— ASSIGNMENT —
Continue the blog post about weight shame and blood sugar, picking up after its final sentence.

— TEXT EXCERPT —
- Opening Delimiter -

Yeah. The excuses I thought up then – last Thankgiving, say – are the exact same excuses I wanted to offer this past Thursday.

In this way, my blood sugar has literally replaced my weight as my mechanism for self-hate and shaming. I am ashamed of my “bad numbers” the same way I used to be ashamed of my weight. Still am sometimes.

I know there are people reading this who can relate to the weight-shame cycle, but maybe not the diabetes-shame cycle, and to you I say: I’m still feeling it. Just with “blood sugar” substituting for “weight.”

In my very first blog post, I shared the most personal thing I’ve ever shared publically. Ever. In my life.

My weight.

In a blog post that was literally being published for anyone on earth to read, I admitted that at the beginning of 2014 I weighed 211 pounds. Knowing that some of you might find me disgusting for this admission, think me lazy and fat and gross, gape open mouthed at that number the way you gape at a freakshow in a carnival, I still typed the three digits that had kept me shackled to a wall of shame and self-loathing every waking moment of the last year. I posted this knowing that my parents would read it. My sister. And the list of people who could stumble on it is even more frightening: that ex-boyfriend, that former classmate. The Pope. (J/K. The new pope seems like he wouldn’t judge.)

- Closing Delimiter -

— Natural-language object grounding data —
- Opening Delimiter -

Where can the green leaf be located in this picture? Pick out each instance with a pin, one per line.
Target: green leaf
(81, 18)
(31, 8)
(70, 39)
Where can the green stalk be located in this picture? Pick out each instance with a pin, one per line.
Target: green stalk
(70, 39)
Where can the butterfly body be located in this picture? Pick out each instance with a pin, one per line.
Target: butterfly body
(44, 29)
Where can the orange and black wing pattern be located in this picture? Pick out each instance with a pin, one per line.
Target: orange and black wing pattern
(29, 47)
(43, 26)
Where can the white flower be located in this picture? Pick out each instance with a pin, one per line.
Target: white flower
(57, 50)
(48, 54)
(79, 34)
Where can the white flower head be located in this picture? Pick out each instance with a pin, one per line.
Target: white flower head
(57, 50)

- Closing Delimiter -
- Opening Delimiter -

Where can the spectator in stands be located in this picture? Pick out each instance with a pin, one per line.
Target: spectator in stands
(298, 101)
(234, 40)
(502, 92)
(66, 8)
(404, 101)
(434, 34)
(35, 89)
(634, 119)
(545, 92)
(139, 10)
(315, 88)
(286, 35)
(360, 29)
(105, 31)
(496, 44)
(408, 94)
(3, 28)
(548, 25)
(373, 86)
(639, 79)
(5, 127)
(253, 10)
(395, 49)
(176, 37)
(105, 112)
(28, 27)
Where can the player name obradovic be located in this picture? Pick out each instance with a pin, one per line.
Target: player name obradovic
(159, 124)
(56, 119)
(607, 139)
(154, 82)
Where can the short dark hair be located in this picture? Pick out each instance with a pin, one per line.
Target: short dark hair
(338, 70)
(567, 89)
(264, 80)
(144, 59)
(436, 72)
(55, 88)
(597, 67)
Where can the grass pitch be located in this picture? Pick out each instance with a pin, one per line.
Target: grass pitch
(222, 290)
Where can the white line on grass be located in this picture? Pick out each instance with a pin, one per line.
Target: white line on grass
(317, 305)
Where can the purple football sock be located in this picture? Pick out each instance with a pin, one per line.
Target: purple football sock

- Closing Delimiter -
- Opening Delimiter -

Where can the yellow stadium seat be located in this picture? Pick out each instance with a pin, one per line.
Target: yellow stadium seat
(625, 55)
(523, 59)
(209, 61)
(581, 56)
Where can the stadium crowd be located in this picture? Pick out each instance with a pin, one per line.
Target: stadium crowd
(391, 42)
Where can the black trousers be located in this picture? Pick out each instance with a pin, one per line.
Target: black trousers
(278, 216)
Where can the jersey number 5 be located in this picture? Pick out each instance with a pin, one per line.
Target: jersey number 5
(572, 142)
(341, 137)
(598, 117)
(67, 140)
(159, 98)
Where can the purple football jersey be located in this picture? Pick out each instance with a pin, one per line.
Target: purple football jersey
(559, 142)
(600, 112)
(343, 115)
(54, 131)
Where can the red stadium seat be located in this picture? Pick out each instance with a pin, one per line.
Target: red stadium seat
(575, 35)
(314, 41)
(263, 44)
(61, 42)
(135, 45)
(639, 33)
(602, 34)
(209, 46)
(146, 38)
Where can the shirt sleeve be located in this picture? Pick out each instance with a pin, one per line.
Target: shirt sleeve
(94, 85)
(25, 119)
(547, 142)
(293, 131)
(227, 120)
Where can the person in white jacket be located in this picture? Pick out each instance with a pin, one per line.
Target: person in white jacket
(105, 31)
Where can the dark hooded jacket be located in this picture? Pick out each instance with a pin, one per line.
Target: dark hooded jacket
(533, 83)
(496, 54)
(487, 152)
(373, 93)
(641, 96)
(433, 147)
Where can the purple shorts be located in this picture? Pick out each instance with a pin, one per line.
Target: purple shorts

- Closing Delimiter -

— WRITTEN ANSWER —
Many of you can, I know, understand exactly what it means for an overweight person to share their weight online. In fact, many of you reached out to me after the first post, citing the bravery of this particular factoid in a way that confirmed to me that, if I expected people to accept this blog as legitimate, and any of my ramblings as at all valuable, “coming clean” about my weight was essential.

So now, although it’ll mean a whole lot less to most of you, I am going to attempt to slow, freeze, or hopefully halt the cycle of self-shame that seems to be developing around my blood sugar, standing in for all the shame and hatred I’ve felt about my weight for the last two decades.

The only way I know how to do that starts, once again, with coming clean about my most shameful factoid. In this case: “my diabetes data”.

Again, I know the facts I’m about to share aren’t as universally understandable as weight. Most of you will probably read them and they will just be numbers on a page for you. But take my word for it: this is as hard for me to do as posting my weight was.

So here we go.

On Thanksgiving, my imperfect, PMS-y, white-carb-eating Thanksgiving where my blood sugar stayed over 200 most of the day; hovered closer to 300 in the really bad moments, I took a colossal 56 units of insulin.

Sixteen of those units were with dinner alone. Sixteen.

And I didn’t even keep my blood glucose in range. Meaning I actually really needed more.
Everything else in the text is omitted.